_What is required_
Your answer is the lines from the one that has "[locate] the black eye" through the last line of the records below, retyped exactly and alone.

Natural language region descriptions
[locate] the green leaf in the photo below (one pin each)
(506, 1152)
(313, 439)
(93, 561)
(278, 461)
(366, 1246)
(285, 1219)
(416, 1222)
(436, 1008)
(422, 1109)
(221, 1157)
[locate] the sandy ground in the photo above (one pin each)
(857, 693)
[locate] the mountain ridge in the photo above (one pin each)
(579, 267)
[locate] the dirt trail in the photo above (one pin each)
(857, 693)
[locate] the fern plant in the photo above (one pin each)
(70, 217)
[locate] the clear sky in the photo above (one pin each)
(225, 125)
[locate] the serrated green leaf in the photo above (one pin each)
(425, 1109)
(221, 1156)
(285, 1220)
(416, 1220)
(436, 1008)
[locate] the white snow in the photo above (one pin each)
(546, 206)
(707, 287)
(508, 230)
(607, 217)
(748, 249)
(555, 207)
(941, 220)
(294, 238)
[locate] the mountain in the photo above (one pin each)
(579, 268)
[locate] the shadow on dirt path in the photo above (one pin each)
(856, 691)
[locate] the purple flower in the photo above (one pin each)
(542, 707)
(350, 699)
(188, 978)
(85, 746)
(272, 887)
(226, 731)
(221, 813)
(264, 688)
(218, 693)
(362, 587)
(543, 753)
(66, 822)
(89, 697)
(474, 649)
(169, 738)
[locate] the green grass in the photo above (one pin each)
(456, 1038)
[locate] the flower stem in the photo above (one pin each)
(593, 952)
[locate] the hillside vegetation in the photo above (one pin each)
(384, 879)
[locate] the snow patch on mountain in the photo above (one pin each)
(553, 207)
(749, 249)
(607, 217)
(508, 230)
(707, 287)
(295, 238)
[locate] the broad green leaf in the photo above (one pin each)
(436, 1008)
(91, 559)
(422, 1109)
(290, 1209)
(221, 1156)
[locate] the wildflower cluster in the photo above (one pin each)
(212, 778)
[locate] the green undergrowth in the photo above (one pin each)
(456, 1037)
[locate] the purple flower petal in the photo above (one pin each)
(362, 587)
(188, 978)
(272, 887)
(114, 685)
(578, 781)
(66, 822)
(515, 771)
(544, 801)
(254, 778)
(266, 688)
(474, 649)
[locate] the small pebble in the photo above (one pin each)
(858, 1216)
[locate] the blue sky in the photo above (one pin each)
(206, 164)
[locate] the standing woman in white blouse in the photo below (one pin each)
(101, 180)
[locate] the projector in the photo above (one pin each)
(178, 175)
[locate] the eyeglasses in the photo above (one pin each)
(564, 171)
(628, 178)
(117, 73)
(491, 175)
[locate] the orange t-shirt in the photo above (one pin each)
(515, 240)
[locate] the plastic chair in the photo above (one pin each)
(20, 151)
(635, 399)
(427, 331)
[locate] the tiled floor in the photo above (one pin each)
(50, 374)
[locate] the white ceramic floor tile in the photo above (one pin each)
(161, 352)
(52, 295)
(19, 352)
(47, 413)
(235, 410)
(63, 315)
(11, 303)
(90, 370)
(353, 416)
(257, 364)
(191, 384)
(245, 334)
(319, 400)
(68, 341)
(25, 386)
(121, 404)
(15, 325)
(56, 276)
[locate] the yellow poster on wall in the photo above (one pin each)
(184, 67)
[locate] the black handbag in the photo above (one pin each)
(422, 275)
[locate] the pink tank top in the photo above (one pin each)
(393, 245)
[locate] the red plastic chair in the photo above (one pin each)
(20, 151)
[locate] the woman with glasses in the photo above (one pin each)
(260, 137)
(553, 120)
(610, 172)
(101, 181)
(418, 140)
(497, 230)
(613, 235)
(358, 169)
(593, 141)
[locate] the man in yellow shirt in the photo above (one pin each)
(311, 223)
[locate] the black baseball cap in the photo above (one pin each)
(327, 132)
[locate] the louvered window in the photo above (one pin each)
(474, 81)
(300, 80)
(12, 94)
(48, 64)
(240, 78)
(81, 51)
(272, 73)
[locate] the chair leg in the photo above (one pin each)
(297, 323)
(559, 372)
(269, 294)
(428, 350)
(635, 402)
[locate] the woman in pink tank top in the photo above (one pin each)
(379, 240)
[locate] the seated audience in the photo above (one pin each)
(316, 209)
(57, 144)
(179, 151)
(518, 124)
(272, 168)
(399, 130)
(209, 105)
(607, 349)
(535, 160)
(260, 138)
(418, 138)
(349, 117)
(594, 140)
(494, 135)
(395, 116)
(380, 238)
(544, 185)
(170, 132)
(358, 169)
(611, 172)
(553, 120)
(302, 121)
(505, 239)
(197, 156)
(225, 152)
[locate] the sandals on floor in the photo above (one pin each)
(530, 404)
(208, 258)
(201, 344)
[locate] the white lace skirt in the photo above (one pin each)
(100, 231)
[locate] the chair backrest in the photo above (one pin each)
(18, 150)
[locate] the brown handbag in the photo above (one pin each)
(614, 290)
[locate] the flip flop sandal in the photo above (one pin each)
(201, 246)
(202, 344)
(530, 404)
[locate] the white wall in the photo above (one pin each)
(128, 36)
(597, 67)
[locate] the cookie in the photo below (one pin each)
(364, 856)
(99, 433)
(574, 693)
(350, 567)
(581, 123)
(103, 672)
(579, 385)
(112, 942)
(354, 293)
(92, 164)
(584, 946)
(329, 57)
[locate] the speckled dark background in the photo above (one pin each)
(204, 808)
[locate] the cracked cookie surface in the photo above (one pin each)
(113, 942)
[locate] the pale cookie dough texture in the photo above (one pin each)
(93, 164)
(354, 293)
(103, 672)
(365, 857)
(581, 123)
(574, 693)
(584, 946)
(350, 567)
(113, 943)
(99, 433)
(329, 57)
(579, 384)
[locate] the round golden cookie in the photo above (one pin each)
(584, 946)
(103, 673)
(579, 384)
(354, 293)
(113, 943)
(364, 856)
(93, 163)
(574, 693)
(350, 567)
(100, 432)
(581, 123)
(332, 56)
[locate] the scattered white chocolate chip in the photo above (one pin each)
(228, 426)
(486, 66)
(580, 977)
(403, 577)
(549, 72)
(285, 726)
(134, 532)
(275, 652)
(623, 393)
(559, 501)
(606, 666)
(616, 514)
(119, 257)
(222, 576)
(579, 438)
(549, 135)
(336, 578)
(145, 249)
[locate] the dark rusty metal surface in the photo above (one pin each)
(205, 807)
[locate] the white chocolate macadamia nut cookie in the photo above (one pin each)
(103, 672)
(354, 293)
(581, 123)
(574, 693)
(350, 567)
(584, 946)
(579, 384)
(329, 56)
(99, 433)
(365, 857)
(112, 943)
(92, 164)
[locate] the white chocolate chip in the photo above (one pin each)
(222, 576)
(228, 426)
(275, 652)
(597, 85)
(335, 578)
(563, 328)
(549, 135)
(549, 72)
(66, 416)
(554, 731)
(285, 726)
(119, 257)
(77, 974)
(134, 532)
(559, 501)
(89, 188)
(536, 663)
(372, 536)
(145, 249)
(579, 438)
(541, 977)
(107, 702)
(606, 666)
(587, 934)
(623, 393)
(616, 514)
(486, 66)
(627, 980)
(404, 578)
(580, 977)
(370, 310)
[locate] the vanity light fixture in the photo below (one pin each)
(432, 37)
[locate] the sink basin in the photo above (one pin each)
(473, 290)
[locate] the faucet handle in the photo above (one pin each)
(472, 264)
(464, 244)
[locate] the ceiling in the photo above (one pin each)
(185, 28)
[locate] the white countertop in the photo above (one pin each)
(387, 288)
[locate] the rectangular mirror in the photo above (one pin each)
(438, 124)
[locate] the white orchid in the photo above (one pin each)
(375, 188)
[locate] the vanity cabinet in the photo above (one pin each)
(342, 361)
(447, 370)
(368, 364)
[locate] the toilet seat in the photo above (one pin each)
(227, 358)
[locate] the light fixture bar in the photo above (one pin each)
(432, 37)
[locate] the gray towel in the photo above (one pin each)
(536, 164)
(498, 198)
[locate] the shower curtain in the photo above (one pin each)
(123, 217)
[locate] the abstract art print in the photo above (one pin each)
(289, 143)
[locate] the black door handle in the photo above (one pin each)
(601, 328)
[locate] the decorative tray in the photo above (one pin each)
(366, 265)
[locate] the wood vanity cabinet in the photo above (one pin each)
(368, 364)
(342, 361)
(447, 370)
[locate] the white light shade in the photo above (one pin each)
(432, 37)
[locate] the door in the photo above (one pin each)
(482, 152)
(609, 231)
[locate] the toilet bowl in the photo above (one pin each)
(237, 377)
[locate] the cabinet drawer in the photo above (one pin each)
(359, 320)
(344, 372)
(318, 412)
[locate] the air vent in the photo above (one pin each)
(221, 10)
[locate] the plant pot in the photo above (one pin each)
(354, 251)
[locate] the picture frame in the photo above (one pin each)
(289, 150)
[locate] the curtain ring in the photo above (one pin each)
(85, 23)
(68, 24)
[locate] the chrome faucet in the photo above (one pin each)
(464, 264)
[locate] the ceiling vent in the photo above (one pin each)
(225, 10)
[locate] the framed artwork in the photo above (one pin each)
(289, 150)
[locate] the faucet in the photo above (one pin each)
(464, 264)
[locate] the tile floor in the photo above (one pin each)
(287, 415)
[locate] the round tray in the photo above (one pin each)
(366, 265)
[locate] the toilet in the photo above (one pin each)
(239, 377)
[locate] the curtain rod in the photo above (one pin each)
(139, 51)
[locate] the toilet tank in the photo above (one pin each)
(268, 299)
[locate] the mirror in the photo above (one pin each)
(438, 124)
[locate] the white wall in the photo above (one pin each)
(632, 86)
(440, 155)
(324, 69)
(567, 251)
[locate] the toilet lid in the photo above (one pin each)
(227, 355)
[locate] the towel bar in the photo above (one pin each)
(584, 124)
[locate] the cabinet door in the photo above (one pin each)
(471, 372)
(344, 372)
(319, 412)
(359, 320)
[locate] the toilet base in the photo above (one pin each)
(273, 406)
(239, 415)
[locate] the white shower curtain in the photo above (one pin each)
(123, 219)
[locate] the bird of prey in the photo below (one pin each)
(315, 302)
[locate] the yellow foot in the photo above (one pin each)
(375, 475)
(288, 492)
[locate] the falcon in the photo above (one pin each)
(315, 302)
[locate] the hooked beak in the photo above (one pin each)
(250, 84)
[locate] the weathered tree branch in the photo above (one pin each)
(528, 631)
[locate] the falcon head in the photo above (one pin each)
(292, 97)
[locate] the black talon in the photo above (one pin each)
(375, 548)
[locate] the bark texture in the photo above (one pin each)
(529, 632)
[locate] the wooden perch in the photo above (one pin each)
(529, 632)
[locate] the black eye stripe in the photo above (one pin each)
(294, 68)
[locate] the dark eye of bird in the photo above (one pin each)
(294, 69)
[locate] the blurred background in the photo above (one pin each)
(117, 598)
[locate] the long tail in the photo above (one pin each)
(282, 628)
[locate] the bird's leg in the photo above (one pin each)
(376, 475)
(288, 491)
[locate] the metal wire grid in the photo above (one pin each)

_Result_
[locate] the black eye stripe in the photo above (one pin each)
(294, 68)
[locate] the dark eye of bird in the photo above (one pin each)
(294, 69)
[locate] the blurred background in the photo above (one pin each)
(117, 598)
[locate] the long tail in the photo above (one pin each)
(282, 628)
[locate] the bird's leg in the photo above (one pin each)
(376, 475)
(288, 491)
[locate] the metal wire grid in the photo above (one pin each)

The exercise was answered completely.